* begin EXTRACT PROVIDED *
So, get to the gym and get in shape. Get out and meet people. Get a hobby. Start enjoying yourself. I know you're crushed and can't imagine enjoying yourself, but you need to fake it. The act of smiling can actually improve your mood. So can doing enjoyable things when you would rather be sitting on your couch crying.

Oftentimes, the disloyal spouse will see the loyal spouse begin to pull away and realize that he is in danger of losing his family. This will sometimes snap him back to reality and he will recommit to the marriage. If that works, great. If not, at least you will be a more attractive person when you get back on the dating market.

Good luck.

http://www.network54.com/Forum/233195/thread/1302875291/last-1302891381/The+180


----------



## ShatteredinAL (Feb 5, 2012)
* end EXTRACT PROVIDED *
* begin STORED DATA *
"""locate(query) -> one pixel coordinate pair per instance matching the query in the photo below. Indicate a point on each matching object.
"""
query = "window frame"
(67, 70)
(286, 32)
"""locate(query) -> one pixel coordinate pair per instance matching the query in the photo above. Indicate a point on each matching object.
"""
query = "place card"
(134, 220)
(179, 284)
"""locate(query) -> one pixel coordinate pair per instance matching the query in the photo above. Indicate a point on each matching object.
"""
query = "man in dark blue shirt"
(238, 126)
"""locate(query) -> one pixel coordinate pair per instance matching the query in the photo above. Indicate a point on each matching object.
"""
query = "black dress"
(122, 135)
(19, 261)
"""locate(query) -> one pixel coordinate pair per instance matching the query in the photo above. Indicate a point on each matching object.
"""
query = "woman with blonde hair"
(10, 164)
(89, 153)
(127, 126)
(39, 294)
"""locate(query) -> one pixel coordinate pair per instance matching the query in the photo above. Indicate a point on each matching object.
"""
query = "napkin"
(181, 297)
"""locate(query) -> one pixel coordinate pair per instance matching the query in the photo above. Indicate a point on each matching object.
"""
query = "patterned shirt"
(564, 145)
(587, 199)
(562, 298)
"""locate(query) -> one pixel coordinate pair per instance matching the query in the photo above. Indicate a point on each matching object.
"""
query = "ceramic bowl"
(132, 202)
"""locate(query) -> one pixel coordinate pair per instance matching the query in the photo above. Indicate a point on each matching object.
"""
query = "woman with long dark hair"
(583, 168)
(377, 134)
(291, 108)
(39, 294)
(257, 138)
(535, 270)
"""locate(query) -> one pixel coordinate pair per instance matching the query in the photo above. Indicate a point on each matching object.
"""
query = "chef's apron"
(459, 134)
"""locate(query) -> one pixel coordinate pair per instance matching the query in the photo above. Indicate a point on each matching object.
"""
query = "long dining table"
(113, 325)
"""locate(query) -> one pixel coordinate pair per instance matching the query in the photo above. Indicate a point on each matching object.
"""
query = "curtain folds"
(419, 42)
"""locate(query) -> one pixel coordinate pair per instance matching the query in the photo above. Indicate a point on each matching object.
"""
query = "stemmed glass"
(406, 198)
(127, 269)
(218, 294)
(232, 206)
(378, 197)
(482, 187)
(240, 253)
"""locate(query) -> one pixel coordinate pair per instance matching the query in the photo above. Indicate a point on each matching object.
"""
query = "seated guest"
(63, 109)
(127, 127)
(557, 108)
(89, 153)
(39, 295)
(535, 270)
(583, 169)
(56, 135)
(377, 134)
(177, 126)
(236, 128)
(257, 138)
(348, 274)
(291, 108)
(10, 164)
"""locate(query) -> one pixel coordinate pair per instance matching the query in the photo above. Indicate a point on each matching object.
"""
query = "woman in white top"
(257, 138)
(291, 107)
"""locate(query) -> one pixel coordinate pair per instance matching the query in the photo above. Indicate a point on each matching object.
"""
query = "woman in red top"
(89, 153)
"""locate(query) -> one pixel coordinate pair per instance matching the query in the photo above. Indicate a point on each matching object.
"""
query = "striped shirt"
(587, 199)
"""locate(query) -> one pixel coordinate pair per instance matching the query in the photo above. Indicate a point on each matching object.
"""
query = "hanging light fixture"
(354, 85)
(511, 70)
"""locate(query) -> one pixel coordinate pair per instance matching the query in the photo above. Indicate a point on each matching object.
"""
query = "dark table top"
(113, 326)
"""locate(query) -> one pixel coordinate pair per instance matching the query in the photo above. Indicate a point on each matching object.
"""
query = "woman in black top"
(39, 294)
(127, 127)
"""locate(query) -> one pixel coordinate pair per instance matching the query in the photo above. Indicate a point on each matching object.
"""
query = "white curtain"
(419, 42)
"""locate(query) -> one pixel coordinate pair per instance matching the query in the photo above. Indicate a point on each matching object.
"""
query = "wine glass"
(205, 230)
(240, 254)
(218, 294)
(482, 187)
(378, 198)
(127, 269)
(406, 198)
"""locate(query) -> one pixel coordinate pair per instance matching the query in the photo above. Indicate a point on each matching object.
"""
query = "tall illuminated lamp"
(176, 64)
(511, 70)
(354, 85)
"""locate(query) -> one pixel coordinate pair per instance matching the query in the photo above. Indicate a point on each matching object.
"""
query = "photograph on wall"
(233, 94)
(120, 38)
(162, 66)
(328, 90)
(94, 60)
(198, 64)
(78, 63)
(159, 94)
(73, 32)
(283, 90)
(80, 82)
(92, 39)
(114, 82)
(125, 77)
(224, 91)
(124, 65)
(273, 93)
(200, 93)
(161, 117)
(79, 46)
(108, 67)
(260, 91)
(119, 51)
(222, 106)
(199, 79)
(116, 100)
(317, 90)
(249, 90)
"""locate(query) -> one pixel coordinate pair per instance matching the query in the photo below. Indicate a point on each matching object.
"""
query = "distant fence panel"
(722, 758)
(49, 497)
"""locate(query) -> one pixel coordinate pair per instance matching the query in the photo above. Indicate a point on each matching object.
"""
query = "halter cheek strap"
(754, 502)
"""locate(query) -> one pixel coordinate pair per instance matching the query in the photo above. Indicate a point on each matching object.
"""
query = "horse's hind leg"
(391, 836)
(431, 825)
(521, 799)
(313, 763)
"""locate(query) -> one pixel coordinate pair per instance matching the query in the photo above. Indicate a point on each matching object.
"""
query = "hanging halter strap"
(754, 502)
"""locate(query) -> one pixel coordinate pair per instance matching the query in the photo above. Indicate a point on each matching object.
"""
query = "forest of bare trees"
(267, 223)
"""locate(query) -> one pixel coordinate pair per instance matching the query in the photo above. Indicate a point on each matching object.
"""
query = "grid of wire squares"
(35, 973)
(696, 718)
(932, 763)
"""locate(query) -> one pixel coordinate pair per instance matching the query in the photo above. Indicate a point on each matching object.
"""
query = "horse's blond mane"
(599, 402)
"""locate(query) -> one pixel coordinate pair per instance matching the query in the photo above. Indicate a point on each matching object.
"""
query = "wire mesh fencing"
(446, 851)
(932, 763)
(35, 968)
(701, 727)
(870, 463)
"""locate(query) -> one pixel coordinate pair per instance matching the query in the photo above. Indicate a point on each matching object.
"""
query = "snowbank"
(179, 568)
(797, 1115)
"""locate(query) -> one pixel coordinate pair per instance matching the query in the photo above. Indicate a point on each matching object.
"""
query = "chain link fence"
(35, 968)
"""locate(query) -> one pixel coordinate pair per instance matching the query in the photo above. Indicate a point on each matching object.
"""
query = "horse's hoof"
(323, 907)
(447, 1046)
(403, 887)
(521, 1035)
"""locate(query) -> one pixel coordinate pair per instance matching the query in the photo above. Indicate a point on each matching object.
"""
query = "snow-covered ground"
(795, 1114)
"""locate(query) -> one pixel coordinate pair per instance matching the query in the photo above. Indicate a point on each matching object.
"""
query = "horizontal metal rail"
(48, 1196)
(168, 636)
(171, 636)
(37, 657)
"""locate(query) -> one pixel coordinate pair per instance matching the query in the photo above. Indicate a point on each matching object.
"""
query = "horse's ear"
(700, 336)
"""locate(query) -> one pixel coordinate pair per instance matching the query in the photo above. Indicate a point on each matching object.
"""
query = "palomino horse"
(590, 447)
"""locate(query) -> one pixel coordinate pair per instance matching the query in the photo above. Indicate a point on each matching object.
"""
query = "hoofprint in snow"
* end STORED DATA *
INSTRUCTIONS TO FOLLOW — Continue the forum thread about handling a disloyal spouse, starting right after its last line.

RESPONSE TO THE TASK —
Thanks for the replies. Things have settled down a little. The w*ore quit her job, so they're not working together anymore at least. I'm still struggling with anger and depression. Some days are better than others. I sent her a message through Facebook telling her that there would be NO contact between the two of them ever again. I told her I tolerated the BS for as long as I was willing to. She responded by blocking me, but at least I know that she read it. I wish I had said so much more, but w/e. I have such deep seeded hatred for her it's scary. I know he is just as much to blame for how I feel, but I need him. As much as I hate to admit it, I do love and need him more than ever. There are times that I want to tell him to get out, but there are times that I can't stand to be 5 feet away from him. I ripped all the pictures of our past vacations off the wall. All of those memories are tainted now. I stopped wearing my wedding ring. I just want to feel normal again . We can't afford MC, and since the both of us work full time there's no time for anything like that anyway. I'm so confused. Thanks for letting me vent though. It does seem to help a little.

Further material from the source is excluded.